▶ _Excerpted records_
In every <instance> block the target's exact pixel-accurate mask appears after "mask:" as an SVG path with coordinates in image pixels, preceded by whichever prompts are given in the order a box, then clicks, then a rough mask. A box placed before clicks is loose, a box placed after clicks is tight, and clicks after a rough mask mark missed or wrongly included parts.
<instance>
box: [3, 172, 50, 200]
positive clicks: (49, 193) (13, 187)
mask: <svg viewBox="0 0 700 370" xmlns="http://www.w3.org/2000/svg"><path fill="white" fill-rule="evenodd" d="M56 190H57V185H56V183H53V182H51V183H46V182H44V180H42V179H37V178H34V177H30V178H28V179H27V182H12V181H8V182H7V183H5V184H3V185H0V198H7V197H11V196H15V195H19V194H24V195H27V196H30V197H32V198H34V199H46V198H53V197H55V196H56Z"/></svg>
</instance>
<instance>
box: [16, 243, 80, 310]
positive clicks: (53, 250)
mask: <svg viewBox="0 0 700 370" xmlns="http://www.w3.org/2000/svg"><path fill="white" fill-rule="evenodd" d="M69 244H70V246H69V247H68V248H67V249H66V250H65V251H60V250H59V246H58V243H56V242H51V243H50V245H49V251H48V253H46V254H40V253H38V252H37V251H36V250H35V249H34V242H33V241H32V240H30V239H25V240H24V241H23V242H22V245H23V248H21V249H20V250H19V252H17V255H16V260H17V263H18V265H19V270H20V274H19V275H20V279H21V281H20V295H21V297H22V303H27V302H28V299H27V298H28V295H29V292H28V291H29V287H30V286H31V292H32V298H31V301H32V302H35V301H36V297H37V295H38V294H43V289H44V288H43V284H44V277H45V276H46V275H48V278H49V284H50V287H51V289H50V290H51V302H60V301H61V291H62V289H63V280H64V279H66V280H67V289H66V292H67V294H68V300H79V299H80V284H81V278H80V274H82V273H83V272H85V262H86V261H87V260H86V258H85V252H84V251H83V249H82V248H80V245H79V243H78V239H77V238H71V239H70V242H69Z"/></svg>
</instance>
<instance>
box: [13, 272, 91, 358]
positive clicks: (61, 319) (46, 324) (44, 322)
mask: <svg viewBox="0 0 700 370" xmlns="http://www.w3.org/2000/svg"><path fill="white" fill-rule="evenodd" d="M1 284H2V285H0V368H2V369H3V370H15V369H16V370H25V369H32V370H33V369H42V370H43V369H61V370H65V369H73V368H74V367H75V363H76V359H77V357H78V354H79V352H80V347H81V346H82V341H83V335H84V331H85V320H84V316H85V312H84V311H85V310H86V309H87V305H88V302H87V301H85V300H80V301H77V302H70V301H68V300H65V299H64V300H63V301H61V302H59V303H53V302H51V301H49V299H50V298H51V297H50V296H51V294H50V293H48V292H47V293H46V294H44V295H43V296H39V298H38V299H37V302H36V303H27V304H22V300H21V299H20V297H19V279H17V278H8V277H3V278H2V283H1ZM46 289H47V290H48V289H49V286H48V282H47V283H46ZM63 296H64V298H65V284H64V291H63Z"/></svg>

▶ _Work task_
Gather every line of the records that contains the string "clicks", matching case exactly.

▶ _Solved exercise_
In every <instance> block the target's exact pixel-accurate mask appears after "mask:" as an SVG path with coordinates in image pixels, preceded by whichever prompts are given in the order a box, then clicks, then a rough mask. A box placed before clicks is loose, a box placed after clicks is tight, and clicks after a rough mask mark missed or wrongly included parts.
positive clicks: (49, 193) (13, 187)
positive clicks: (53, 250)
positive clicks: (61, 319) (46, 324) (44, 322)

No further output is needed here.